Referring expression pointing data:
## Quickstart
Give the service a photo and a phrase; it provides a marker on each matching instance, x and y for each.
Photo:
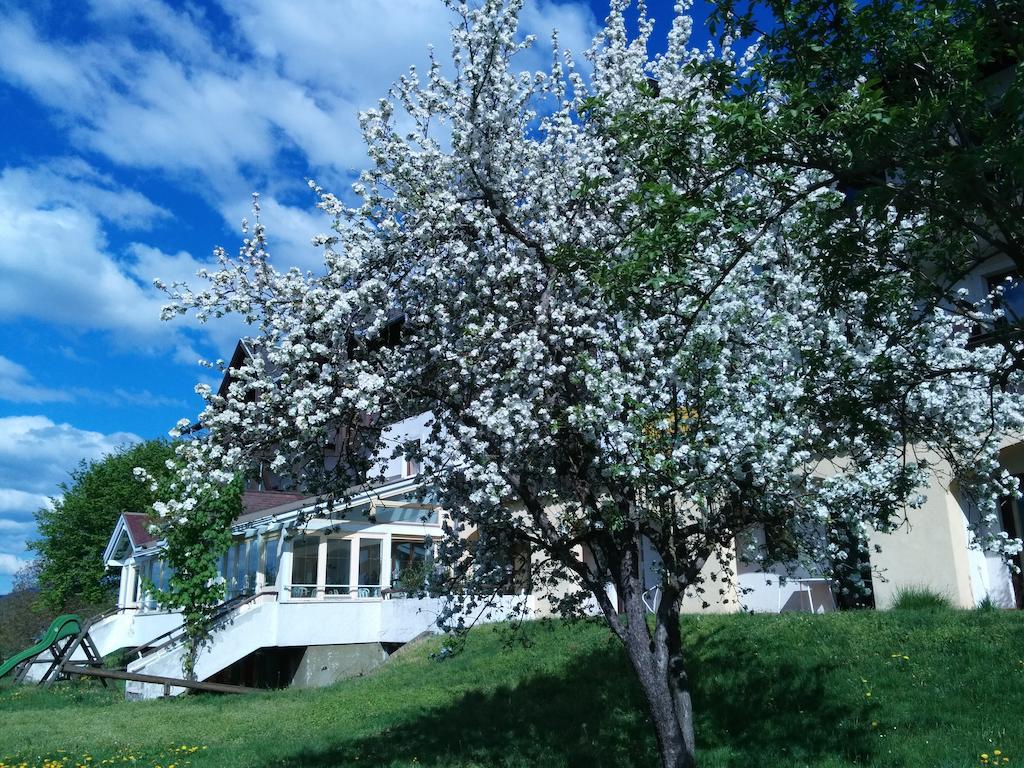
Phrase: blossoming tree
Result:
(624, 341)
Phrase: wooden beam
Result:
(173, 682)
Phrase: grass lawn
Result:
(901, 688)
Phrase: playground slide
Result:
(61, 628)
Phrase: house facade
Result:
(315, 592)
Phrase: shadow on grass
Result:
(750, 705)
(593, 715)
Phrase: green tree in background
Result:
(914, 110)
(74, 531)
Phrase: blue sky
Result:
(134, 132)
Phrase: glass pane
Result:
(270, 561)
(407, 557)
(252, 564)
(370, 567)
(304, 555)
(339, 559)
(425, 515)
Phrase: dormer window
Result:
(1010, 297)
(411, 460)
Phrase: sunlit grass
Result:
(903, 688)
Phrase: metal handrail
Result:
(173, 634)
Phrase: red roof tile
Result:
(257, 501)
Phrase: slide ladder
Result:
(67, 634)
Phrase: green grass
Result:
(899, 688)
(921, 598)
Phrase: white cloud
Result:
(58, 267)
(12, 501)
(16, 385)
(72, 182)
(37, 454)
(9, 564)
(296, 81)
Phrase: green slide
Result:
(61, 627)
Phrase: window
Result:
(270, 560)
(370, 567)
(1011, 300)
(305, 551)
(411, 460)
(339, 559)
(252, 565)
(409, 562)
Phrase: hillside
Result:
(902, 688)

Your goal: Every line above should be transcribed exactly, though no image should be carried over.

Answer box:
## Quickstart
Give the service a photo and a phrase; it provides a marker on each matching instance, x and y for each.
Photo:
Phrase: blossoming tree
Result:
(624, 341)
Phrase: wooden beam
Result:
(173, 682)
Phrase: grass lawn
Result:
(901, 688)
Phrase: playground slide
Result:
(61, 628)
Phrase: house facade
Result:
(315, 592)
Phrase: shadow on grass
Result:
(750, 705)
(593, 715)
Phrase: green tree in background
Result:
(914, 110)
(74, 531)
Phrase: blue sky
Result:
(134, 132)
Phrase: glass pane
Result:
(270, 561)
(407, 557)
(252, 564)
(370, 567)
(304, 555)
(339, 559)
(425, 515)
Phrase: dormer window
Result:
(1010, 297)
(411, 460)
Phrase: sunlit grass
Result:
(903, 688)
Phrase: metal handrail
Result:
(173, 634)
Phrase: red roof tile
Result:
(257, 501)
Phrase: slide ladder
Result:
(67, 634)
Phrase: green grass
Result:
(899, 688)
(921, 598)
Phrase: white cloud
Result:
(58, 267)
(12, 501)
(16, 385)
(72, 182)
(37, 454)
(9, 564)
(296, 81)
Phrase: green slide
Result:
(61, 627)
Phrase: window
Result:
(270, 560)
(370, 567)
(1011, 300)
(305, 551)
(411, 460)
(339, 559)
(252, 565)
(409, 562)
Phrase: hillside
Result:
(902, 688)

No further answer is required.